Short problem:
Count the lines below that contain the string "outline", and reply with only that number.

--- START OF Dataset entries ---

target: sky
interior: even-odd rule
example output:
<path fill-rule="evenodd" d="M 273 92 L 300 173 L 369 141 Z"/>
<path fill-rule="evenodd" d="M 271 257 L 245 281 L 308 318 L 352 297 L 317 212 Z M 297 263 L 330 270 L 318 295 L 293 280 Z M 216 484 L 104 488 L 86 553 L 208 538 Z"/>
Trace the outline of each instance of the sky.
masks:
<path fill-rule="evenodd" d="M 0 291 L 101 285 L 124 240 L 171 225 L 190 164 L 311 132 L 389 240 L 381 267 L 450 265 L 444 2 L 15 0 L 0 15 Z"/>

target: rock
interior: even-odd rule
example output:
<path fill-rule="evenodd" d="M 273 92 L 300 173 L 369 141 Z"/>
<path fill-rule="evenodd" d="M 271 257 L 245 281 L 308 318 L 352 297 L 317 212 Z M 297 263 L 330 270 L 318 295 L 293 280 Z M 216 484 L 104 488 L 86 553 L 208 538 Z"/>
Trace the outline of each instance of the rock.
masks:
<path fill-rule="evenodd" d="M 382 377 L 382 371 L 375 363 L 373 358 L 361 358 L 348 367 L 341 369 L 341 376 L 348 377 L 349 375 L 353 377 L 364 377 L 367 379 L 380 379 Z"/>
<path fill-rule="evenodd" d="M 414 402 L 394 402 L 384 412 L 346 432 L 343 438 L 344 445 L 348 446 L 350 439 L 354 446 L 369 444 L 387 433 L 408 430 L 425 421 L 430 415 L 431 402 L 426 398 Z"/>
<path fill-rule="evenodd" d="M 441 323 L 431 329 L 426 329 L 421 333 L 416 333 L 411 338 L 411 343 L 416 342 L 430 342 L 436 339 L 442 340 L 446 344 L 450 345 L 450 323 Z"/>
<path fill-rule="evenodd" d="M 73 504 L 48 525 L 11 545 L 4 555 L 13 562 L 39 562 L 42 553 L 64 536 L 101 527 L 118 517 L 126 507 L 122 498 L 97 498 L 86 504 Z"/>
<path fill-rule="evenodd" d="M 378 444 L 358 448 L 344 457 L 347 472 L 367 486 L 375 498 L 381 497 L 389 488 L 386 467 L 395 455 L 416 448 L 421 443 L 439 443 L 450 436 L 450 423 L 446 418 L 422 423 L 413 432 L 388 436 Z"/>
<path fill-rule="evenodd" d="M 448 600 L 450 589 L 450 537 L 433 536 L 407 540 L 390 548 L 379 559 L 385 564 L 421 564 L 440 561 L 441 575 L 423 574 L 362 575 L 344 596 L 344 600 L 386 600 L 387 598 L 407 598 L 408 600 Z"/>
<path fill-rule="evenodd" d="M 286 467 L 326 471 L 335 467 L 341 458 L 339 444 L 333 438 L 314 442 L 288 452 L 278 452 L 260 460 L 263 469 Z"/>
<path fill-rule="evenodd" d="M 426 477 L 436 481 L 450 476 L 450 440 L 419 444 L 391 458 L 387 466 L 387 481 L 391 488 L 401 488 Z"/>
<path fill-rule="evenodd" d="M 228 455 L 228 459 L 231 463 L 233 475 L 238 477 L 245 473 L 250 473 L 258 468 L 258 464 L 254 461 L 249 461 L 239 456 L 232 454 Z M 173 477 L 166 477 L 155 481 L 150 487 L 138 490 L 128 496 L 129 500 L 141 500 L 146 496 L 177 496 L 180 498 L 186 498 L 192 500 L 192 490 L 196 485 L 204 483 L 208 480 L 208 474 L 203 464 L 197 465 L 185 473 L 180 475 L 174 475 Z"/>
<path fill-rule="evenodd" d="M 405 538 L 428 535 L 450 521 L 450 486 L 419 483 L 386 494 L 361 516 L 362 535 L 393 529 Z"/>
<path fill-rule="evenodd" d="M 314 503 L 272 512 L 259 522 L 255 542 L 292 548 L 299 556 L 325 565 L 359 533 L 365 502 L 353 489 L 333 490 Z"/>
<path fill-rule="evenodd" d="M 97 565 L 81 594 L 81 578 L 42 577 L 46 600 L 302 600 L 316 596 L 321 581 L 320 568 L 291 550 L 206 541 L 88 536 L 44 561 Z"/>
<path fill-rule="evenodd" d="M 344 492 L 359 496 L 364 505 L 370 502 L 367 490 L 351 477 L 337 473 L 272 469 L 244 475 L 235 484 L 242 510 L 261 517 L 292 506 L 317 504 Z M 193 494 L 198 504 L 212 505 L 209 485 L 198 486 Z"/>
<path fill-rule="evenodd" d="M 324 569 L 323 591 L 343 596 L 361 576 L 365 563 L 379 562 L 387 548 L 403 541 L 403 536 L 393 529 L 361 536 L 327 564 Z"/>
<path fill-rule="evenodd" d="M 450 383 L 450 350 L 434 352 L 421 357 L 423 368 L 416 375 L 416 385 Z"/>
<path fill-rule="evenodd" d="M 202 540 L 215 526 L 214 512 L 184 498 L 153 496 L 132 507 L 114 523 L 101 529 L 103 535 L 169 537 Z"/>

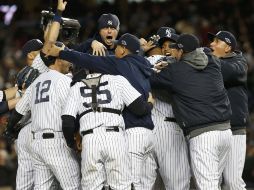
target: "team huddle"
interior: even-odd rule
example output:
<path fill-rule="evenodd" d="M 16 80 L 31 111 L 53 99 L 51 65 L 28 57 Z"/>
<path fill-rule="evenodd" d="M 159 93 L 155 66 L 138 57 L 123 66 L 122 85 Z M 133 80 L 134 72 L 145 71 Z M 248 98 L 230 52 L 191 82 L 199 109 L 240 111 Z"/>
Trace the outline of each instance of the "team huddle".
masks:
<path fill-rule="evenodd" d="M 116 41 L 109 13 L 92 39 L 66 44 L 66 4 L 0 94 L 0 112 L 13 109 L 4 136 L 17 138 L 16 189 L 188 190 L 191 178 L 200 190 L 245 189 L 247 62 L 234 35 L 208 33 L 201 48 L 161 27 Z"/>

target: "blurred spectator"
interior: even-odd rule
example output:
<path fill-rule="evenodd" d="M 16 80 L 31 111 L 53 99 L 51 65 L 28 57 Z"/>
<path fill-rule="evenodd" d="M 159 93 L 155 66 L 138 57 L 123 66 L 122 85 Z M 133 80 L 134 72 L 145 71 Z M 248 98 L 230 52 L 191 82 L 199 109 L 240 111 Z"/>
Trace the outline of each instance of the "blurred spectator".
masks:
<path fill-rule="evenodd" d="M 13 4 L 14 2 L 17 3 L 18 9 L 10 26 L 3 24 L 2 15 L 0 15 L 0 89 L 14 85 L 15 75 L 24 65 L 20 59 L 20 49 L 23 44 L 28 39 L 43 38 L 43 32 L 39 27 L 40 12 L 49 7 L 49 2 L 45 3 L 43 0 L 34 2 L 30 0 L 4 0 L 0 4 Z M 97 2 L 102 1 L 68 1 L 64 17 L 75 18 L 80 21 L 82 28 L 79 33 L 79 42 L 94 35 L 97 29 L 97 18 L 102 13 L 108 12 L 119 16 L 120 34 L 129 32 L 146 39 L 161 26 L 176 28 L 178 33 L 194 33 L 199 36 L 203 46 L 207 45 L 207 31 L 215 33 L 219 30 L 229 30 L 236 35 L 239 39 L 238 48 L 244 52 L 249 64 L 248 95 L 251 119 L 248 129 L 244 178 L 248 186 L 254 187 L 254 35 L 252 35 L 254 33 L 254 1 L 168 0 L 164 2 L 127 3 L 127 0 L 115 0 L 113 1 L 115 3 L 112 4 L 107 2 L 97 4 Z M 73 12 L 73 10 L 79 11 Z M 0 134 L 3 130 L 2 125 L 5 125 L 4 122 L 6 122 L 6 116 L 0 117 Z M 12 154 L 11 162 L 15 168 L 16 161 L 13 148 L 6 146 L 0 139 L 1 146 L 4 148 L 0 148 L 0 150 L 7 150 L 6 148 L 8 148 L 8 162 L 10 161 L 9 154 Z M 6 151 L 3 152 L 1 153 L 2 163 L 6 162 L 6 159 L 3 159 L 6 158 Z M 0 176 L 0 183 L 2 183 L 2 179 L 5 178 Z"/>

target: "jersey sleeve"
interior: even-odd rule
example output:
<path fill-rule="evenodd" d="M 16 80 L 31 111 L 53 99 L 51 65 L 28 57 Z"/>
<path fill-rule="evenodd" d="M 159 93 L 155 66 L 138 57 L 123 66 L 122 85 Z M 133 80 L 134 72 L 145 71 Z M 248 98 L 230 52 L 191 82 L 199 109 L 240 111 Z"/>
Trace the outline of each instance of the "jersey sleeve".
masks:
<path fill-rule="evenodd" d="M 70 115 L 76 117 L 78 114 L 78 106 L 79 106 L 79 87 L 76 85 L 72 86 L 69 90 L 68 99 L 63 108 L 62 115 Z"/>
<path fill-rule="evenodd" d="M 20 99 L 20 101 L 17 103 L 15 109 L 18 113 L 20 113 L 21 115 L 26 115 L 26 113 L 31 110 L 31 89 L 32 86 L 29 86 L 26 89 L 26 92 L 24 93 L 24 95 L 22 96 L 22 98 Z"/>
<path fill-rule="evenodd" d="M 129 83 L 126 78 L 119 76 L 118 84 L 120 86 L 123 102 L 126 106 L 130 105 L 134 100 L 141 96 L 141 94 Z"/>
<path fill-rule="evenodd" d="M 35 69 L 38 69 L 40 73 L 45 73 L 49 71 L 49 68 L 44 64 L 43 60 L 41 59 L 40 54 L 35 57 L 31 66 Z"/>
<path fill-rule="evenodd" d="M 65 75 L 62 76 L 62 78 L 57 82 L 56 88 L 59 89 L 57 94 L 58 94 L 58 99 L 62 106 L 62 109 L 65 105 L 65 102 L 68 99 L 68 94 L 70 91 L 70 83 L 71 83 L 71 79 Z"/>
<path fill-rule="evenodd" d="M 3 101 L 4 98 L 4 91 L 0 90 L 0 102 Z"/>
<path fill-rule="evenodd" d="M 165 56 L 162 55 L 152 55 L 147 57 L 146 59 L 151 63 L 151 65 L 155 65 L 160 59 L 162 59 Z"/>

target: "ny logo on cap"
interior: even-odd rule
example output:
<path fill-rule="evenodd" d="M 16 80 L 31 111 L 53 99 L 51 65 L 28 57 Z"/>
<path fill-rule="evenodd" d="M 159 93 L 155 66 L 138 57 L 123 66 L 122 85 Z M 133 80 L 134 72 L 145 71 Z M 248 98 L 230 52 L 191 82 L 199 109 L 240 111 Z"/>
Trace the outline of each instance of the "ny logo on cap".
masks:
<path fill-rule="evenodd" d="M 177 44 L 177 46 L 182 49 L 183 48 L 183 44 Z"/>
<path fill-rule="evenodd" d="M 112 20 L 108 20 L 108 25 L 112 25 L 112 24 L 113 24 Z"/>
<path fill-rule="evenodd" d="M 124 46 L 127 46 L 127 43 L 126 43 L 125 40 L 122 40 L 122 41 L 121 41 L 121 44 L 124 45 Z"/>
<path fill-rule="evenodd" d="M 225 40 L 226 40 L 227 43 L 231 44 L 231 41 L 230 41 L 229 38 L 225 38 Z"/>
<path fill-rule="evenodd" d="M 167 37 L 171 37 L 171 31 L 170 31 L 170 29 L 167 29 L 167 30 L 166 30 L 166 36 L 167 36 Z"/>

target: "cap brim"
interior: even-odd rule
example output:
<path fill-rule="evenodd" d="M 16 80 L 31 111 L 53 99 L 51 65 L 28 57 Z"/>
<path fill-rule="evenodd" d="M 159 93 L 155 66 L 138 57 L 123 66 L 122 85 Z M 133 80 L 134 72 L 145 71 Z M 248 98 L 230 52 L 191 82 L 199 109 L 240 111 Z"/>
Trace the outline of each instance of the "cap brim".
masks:
<path fill-rule="evenodd" d="M 178 39 L 178 37 L 179 37 L 179 35 L 173 34 L 173 33 L 172 33 L 170 37 L 165 36 L 165 37 L 160 38 L 160 39 L 158 40 L 158 44 L 159 44 L 159 46 L 162 46 L 162 44 L 163 44 L 165 41 L 167 41 L 167 40 L 170 40 L 170 41 L 172 41 L 172 42 L 176 42 L 177 39 Z"/>
<path fill-rule="evenodd" d="M 208 38 L 208 40 L 209 41 L 213 41 L 213 39 L 216 37 L 216 35 L 215 34 L 213 34 L 213 33 L 211 33 L 211 32 L 208 32 L 207 33 L 207 38 Z"/>
<path fill-rule="evenodd" d="M 179 49 L 177 43 L 170 44 L 169 47 L 172 49 Z"/>

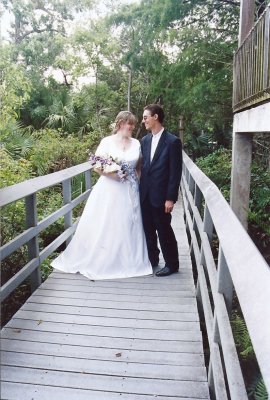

--- END OF Dataset entries ---

Solved exercise:
7